Lines before the one containing "the green grass." are excluded. Repeat that line and every line after it, exactly.

▶ Material
.....
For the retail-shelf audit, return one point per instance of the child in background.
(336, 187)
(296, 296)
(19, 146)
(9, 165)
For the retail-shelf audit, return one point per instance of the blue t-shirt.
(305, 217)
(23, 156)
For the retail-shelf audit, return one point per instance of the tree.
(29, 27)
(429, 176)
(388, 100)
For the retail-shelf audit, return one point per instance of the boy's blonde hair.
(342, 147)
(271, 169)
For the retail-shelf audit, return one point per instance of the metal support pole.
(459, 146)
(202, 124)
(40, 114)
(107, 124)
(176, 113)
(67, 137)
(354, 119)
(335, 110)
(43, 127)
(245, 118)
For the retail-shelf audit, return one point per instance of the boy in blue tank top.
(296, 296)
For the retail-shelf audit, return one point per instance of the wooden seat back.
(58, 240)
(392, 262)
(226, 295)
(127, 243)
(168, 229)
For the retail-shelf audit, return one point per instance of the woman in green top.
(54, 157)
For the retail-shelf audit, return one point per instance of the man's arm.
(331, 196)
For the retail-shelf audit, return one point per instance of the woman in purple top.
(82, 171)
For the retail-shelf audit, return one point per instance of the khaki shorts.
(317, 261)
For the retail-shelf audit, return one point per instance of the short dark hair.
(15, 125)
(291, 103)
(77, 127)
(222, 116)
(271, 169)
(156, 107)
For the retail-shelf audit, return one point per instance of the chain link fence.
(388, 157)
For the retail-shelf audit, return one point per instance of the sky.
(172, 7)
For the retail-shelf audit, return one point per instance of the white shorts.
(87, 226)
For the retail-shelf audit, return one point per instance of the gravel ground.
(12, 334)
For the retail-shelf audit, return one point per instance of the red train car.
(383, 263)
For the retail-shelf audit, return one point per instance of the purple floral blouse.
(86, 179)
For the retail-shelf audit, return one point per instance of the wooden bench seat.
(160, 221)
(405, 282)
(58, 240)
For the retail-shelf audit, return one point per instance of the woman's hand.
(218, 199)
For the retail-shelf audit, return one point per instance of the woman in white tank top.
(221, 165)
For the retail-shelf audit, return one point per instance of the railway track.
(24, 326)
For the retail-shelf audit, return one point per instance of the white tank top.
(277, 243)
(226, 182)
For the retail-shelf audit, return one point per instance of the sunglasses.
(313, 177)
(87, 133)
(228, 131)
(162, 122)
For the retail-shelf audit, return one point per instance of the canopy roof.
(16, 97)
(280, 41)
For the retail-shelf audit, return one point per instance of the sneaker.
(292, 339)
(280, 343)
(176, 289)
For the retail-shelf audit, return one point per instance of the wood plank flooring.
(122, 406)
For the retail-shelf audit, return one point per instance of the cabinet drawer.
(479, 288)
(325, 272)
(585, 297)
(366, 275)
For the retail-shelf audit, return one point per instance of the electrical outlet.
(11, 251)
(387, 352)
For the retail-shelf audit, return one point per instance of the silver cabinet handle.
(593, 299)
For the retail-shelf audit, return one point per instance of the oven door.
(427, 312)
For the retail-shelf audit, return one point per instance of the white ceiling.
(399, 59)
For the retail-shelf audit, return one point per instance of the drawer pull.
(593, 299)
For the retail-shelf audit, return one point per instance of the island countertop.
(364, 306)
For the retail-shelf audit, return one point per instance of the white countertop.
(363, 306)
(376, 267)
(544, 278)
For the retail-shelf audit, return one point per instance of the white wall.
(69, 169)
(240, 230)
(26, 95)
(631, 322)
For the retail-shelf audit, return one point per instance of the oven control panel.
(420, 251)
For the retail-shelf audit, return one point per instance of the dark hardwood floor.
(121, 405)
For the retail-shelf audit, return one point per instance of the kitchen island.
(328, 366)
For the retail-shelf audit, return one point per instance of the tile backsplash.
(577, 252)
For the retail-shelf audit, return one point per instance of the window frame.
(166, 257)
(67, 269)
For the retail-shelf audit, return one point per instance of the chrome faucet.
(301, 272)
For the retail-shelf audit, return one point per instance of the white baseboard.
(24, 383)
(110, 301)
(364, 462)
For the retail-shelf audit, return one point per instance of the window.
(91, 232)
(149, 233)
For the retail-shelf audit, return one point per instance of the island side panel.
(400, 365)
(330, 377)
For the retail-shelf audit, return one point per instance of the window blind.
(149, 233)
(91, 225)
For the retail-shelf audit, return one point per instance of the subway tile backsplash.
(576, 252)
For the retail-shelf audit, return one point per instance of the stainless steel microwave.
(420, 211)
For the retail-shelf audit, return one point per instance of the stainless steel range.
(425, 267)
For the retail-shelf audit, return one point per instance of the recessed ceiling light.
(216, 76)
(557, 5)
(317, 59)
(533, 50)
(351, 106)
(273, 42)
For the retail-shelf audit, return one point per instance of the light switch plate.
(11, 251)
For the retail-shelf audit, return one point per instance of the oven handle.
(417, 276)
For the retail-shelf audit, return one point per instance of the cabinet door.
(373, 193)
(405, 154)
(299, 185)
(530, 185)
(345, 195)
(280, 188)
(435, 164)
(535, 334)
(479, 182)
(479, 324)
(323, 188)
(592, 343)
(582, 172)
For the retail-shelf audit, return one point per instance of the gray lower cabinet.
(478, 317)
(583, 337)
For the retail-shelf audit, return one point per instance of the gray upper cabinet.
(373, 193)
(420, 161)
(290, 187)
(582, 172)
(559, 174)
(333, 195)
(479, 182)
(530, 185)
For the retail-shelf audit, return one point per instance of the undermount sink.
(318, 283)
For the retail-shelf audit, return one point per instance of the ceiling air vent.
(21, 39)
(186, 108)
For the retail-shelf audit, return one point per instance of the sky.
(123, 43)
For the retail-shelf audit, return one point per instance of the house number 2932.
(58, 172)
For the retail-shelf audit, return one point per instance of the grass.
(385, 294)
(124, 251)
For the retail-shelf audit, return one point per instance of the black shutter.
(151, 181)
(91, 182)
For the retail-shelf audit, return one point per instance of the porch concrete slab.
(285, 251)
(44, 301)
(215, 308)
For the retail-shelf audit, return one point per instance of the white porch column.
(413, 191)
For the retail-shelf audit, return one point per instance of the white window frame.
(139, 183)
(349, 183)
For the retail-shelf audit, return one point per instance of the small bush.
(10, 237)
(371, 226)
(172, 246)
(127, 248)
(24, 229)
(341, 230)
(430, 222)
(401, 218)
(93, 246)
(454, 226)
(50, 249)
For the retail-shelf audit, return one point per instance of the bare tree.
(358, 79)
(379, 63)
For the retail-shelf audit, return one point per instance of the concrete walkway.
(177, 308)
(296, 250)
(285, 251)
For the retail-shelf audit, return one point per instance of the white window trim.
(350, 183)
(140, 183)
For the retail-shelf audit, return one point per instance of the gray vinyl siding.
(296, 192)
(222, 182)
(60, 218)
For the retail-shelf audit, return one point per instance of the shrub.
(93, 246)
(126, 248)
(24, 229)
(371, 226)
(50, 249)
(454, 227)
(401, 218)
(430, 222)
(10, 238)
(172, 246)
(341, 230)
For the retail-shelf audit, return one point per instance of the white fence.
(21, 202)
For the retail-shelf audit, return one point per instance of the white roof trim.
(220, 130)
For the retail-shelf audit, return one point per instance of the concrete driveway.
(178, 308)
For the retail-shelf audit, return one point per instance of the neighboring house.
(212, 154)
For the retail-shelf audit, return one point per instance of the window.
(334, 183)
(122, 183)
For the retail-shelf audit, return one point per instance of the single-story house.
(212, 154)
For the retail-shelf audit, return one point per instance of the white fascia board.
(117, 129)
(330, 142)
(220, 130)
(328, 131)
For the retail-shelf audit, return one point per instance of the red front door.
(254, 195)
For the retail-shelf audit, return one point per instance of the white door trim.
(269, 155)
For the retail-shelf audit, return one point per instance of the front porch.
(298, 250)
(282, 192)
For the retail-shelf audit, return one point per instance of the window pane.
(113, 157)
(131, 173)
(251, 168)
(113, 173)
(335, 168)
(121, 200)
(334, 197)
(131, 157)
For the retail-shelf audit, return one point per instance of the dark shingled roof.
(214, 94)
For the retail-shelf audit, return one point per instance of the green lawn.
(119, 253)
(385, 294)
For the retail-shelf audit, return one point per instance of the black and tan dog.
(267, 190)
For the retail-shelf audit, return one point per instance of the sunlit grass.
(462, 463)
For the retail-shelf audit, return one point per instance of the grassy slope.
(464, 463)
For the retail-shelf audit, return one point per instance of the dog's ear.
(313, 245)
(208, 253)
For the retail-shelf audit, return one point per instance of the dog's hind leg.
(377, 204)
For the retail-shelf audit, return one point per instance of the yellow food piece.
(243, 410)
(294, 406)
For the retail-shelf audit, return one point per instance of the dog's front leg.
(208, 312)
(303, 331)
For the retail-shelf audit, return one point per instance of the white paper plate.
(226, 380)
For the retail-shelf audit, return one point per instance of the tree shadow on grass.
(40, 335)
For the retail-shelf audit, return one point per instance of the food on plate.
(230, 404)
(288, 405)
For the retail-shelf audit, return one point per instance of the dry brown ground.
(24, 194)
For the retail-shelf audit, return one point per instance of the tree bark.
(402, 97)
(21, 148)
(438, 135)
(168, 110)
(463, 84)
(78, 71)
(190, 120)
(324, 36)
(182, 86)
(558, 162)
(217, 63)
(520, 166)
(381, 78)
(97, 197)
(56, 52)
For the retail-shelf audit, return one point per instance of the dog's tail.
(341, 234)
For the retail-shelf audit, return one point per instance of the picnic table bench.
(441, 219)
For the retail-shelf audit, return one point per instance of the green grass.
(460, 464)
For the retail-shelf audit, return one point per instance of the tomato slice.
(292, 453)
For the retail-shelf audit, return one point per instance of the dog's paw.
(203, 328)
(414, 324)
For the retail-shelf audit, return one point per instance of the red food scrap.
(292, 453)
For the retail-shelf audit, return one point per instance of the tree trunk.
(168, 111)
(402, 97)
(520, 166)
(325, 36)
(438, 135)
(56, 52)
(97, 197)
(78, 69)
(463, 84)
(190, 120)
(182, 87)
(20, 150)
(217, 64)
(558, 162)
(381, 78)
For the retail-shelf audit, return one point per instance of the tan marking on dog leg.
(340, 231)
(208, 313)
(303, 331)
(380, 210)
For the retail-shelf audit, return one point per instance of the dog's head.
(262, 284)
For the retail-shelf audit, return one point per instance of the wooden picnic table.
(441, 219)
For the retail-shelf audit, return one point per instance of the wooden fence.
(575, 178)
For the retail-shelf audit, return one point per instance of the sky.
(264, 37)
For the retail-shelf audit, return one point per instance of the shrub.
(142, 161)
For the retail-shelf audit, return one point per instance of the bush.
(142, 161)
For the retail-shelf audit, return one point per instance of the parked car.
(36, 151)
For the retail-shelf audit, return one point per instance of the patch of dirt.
.....
▶ Result below
For the retail-shelf audit, return one point per instance of the green grass.
(460, 464)
For the retail-shelf audit, return one point per instance of the tomato slice.
(292, 453)
For the retail-shelf audit, return one point per instance of the dog's paw.
(203, 328)
(414, 324)
For the retail-shelf audit, return one point per instance of the red food scrap.
(292, 453)
For the retail-shelf audit, return one point per instance of the tree trunk.
(168, 111)
(402, 97)
(520, 166)
(325, 36)
(438, 135)
(56, 52)
(97, 197)
(78, 69)
(463, 84)
(190, 120)
(182, 87)
(20, 150)
(217, 64)
(558, 162)
(381, 78)
For the retail-shelf audit, return one point per instance of the tan marking on dog leg.
(340, 231)
(208, 313)
(303, 331)
(380, 210)
For the retail-shelf audit, return one point per instance of the dog's head.
(262, 284)
For the retail-shelf audit, return one point per instance of the wooden picnic table.
(441, 219)
For the retail-shelf audit, return one point per instance of the wooden fence.
(575, 178)
For the retail-shelf audit, return one point per instance of the sky.
(264, 37)
For the retail-shelf audit, return one point per instance of the shrub.
(142, 161)
For the retail-shelf audit, return one point per instance of the bush.
(142, 161)
For the retail-shelf audit, return one point per instance of the parked car.
(36, 151)
For the retail-shelf audit, return one point per instance of the patch of dirt.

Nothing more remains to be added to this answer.